- _Exercise directions_: Tally how many lines in the data below include "instance", then please reply with only that figure.

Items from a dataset
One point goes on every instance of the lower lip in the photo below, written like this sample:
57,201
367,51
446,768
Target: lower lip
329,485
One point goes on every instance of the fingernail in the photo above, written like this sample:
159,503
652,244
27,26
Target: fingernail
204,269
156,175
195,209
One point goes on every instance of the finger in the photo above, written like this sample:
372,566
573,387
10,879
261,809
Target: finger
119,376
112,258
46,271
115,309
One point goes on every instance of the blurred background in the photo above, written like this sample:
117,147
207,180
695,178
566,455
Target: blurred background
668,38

- _Worked solution_: 4